**EXCERPT PROVIDED:**
+++

The United States and NATO missed the chance to build on Minsk’s proposals regarding a joint anti-chemical, anti-radiation training center in Belarus and other benign ways to substantiate the NATO-Belarus partnership program. Instead, since 2011, the Alliance has deepened the freeze on its partnership with Belarus for political reasons. That lost opportunity may not return any time soon. Russia’s war against Ukraine and its general belligerence seems to discourage further initiatives, however benign, in NATO-Belarus relations at present. Both sides would be wary about provoking an easily provoked Russia.
Yet Russia’s openly anti-Western posture and its regional expansionism have led Washington and Minsk to open a new diplomatic dialogue, with a view to addressing shared concerns. However belated and however slow to evolve (outpaced even now by events in the region), this dialogue confirms that ostracizing Belarus is no longer a US option. Yet, the dialogue’s level is, for the most part, the working diplomatic level (deputy assistant secretary of state and ministerial directors, respectively) and its goals seem modest at this stage. They stop short of seeking the “normalization” of relations or even restoration of full-scale diplomatic relations. Instead, the dialogue advances, in small steps, a practical nature that might, in due course, show a cumulative effect.
More urgent, perhaps, than those small steps, but invisible to the public, is the opportunity for Washington and Minsk to share their strategic assessments and threat perceptions arising from Russia’s belligerence in Europe’s East. Alluding to this, Lukashenka recently quipped, “I’m not ‘Europe’s last dictator’ anymore. There are dictators a bit worse than me, no?” (Bloomberg, April 2).

+++

**INFORMATION SUPPLIED:**

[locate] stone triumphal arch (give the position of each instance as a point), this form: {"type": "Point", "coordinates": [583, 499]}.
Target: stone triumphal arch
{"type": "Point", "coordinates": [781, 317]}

+++

**TASK DIRECTIONS:** Reproduce word for word the stretch of the passage on US-Belarus relations above from "The United States" through "easily provoked Russia.".

**WRITTEN RESPONSE:**
The United States and NATO missed the chance to build on Minsk’s proposals regarding a joint anti-chemical, anti-radiation training center in Belarus and other benign ways to substantiate the NATO-Belarus partnership program. Instead, since 2011, the Alliance has deepened the freeze on its partnership with Belarus for political reasons. That lost opportunity may not return any time soon. Russia’s war against Ukraine and its general belligerence seems to discourage further initiatives, however benign, in NATO-Belarus relations at present. Both sides would be wary about provoking an easily provoked Russia.